What is asked: Reproduce the material that follows, swapping every "photo above" for "image above" and leaving everything else unchanged.

-- begin --

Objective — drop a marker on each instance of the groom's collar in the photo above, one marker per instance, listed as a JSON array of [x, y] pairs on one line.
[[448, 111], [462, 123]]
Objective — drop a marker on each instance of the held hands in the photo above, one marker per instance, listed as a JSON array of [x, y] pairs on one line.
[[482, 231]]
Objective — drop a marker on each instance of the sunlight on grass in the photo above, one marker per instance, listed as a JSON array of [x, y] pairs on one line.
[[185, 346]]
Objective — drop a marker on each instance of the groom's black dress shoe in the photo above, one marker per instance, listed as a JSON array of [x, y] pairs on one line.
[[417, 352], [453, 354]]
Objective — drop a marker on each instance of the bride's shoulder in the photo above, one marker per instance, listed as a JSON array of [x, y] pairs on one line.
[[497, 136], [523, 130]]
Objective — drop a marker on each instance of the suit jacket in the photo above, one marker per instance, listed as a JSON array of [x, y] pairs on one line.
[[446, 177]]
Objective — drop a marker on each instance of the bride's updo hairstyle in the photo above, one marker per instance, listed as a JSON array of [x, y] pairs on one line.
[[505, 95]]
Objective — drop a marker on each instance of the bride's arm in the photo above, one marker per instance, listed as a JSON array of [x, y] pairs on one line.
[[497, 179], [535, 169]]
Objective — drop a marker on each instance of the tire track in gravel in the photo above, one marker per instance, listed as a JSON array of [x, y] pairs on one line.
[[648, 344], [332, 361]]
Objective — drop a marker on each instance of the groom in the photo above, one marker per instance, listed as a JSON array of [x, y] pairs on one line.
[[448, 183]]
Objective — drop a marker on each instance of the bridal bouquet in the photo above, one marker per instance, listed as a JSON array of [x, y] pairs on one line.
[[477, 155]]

-- end --

Exercise output:
Objective — drop a marker on each instance of the groom's collar in the image above, one marker per instance, listed as a JSON array of [x, y] pairs on one line.
[[448, 111], [462, 123]]
Objective — drop a marker on each instance of the held hands in the image above, one marker per instance, listed as a JSON array of [x, y] pairs on one line.
[[482, 231]]
Objective — drop a marker on each instance of the sunlight on grass in the image above, one marker per instance, listed as a JSON array of [x, y] pairs on one line.
[[185, 346]]
Objective — drop a marker on each instance of the groom's black dress shoe in the image above, one marker per instance, listed as a JSON array of [x, y] pairs on one line.
[[417, 352], [453, 354]]
Objective — drop a marker on each instance of the bride's shoulder in the image above, one marker per instance, listed as a JSON array of [x, y] pairs on one line.
[[497, 136], [523, 130]]
Objective — drop a marker on each instance of the suit jacket in the image above, one marker per instance, listed as a JSON array of [x, y] pairs on one line.
[[446, 177]]
Objective — drop a marker on each instance of the bride's updo hairstyle in the image above, one marker per instance, listed as a JSON array of [x, y] pairs on one line.
[[505, 95]]
Objective — drop a marker on each instance of the bride's arm in the image above, one marker per instance, listed as a JSON array of [x, y] pairs on one line.
[[497, 179], [535, 169]]
Objective — drop a marker on each instance of the tire track in gravel in the image above, one marker per instance, listed as a JSON array of [x, y] pairs on one line.
[[648, 344], [332, 361]]
Objective — drop a marker on each instance of the groom in the image above, one marker per instance, listed as a JSON array of [x, y] pairs on one line.
[[448, 183]]
Objective — drop a marker on each instance of the bridal bouquet in the image above, one marker per instance, listed as a JSON array of [x, y] pairs on one line.
[[477, 155]]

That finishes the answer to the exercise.